### What is asked
Copy the material from the line with "target: blue sky" to the line with "239 106 L 256", swapping "calm water" for "still water" and changing nothing else.

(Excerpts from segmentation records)
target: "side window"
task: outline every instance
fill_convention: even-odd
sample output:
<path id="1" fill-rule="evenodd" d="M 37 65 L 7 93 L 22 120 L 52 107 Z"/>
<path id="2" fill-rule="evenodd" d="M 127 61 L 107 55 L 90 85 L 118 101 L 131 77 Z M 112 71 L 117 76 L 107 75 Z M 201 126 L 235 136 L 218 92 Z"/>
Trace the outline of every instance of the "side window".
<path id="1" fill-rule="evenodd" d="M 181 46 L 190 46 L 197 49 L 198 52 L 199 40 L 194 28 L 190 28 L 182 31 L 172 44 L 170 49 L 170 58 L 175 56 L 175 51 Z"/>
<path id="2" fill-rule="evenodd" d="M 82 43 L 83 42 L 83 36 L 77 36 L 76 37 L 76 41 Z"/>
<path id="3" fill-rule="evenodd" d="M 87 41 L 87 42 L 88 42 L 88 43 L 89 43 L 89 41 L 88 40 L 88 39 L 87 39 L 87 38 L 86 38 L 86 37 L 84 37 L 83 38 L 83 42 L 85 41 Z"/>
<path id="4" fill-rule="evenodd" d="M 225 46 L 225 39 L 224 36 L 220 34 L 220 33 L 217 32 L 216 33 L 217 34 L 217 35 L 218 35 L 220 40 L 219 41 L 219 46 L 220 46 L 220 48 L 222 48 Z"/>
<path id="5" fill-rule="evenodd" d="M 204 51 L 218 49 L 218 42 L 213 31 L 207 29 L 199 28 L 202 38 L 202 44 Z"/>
...
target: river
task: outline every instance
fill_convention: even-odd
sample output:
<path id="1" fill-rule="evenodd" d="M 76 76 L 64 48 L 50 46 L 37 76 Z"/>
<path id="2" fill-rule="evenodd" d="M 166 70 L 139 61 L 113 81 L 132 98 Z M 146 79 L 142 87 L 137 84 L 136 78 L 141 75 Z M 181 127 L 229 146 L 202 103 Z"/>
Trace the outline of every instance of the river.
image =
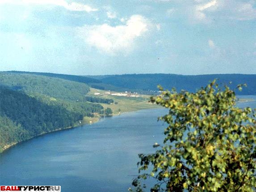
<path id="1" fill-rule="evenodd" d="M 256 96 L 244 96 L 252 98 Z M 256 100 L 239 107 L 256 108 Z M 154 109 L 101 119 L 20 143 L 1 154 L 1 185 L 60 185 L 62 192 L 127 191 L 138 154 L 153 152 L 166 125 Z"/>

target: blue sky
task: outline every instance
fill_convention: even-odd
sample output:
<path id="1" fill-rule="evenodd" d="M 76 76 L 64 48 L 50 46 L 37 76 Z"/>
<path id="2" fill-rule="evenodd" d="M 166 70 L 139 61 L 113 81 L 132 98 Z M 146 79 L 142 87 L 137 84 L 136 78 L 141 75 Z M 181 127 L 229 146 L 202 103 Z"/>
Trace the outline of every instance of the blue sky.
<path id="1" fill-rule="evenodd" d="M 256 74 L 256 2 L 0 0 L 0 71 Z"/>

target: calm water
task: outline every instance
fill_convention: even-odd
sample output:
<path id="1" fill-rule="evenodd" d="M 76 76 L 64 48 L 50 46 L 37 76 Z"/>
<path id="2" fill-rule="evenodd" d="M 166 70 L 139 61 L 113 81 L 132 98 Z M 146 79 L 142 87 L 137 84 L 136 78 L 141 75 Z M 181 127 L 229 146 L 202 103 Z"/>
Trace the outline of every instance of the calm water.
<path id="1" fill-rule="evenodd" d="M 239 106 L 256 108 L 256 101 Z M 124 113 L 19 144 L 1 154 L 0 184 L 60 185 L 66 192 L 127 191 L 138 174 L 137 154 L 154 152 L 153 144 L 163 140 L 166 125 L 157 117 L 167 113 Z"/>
==
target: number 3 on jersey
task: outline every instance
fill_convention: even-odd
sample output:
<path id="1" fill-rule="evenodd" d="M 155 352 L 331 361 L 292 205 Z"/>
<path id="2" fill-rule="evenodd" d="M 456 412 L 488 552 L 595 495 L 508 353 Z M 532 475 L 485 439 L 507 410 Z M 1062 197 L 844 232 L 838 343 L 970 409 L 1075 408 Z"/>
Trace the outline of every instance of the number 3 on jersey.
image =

### Reply to the exercise
target: blue sky
task: outline every instance
fill_convention: even-odd
sample output:
<path id="1" fill-rule="evenodd" d="M 76 76 L 64 48 L 50 46 L 37 76 Z"/>
<path id="2" fill-rule="evenodd" d="M 166 70 L 139 61 L 113 81 L 132 98 Z M 146 79 L 142 87 L 137 84 L 136 78 L 141 75 Z M 181 127 L 229 146 L 202 103 Z"/>
Trace the outline of every instance of the blue sky.
<path id="1" fill-rule="evenodd" d="M 256 74 L 256 2 L 0 0 L 0 71 Z"/>

target: still water
task: outline every instance
fill_convention: even-odd
sample output:
<path id="1" fill-rule="evenodd" d="M 76 76 L 64 48 L 50 46 L 37 76 Z"/>
<path id="2" fill-rule="evenodd" d="M 166 70 L 139 61 L 113 81 L 132 98 Z M 146 79 L 142 87 L 137 84 L 136 78 L 141 75 Z M 181 127 L 229 146 L 202 103 Z"/>
Trace the outline of every instance of the still water.
<path id="1" fill-rule="evenodd" d="M 239 106 L 256 108 L 256 101 Z M 124 113 L 19 144 L 1 154 L 0 184 L 60 185 L 66 192 L 127 191 L 138 174 L 137 154 L 154 152 L 153 144 L 163 140 L 166 125 L 157 117 L 167 113 Z"/>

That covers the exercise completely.